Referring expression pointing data

----

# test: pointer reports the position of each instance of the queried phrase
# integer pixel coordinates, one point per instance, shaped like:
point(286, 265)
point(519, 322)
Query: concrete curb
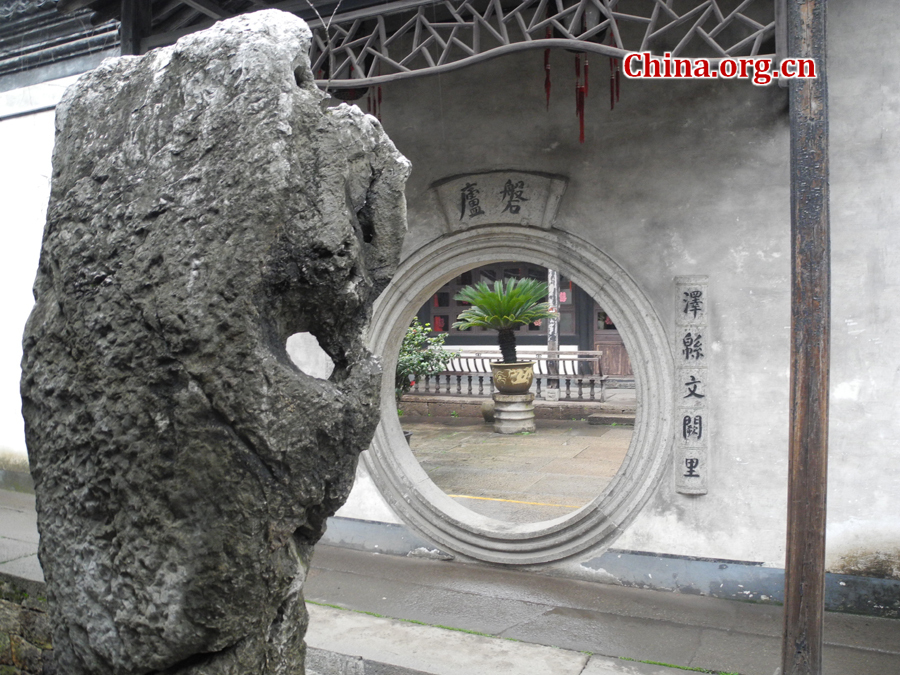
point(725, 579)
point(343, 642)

----

Please copy the records above word for word, omitting every picture.

Output for this task:
# test: pointer reports the position of each instance of the queried phrase
# integer pixel coordinates, one point per instance, shaped like:
point(286, 265)
point(519, 322)
Query: concrete curb
point(725, 579)
point(343, 642)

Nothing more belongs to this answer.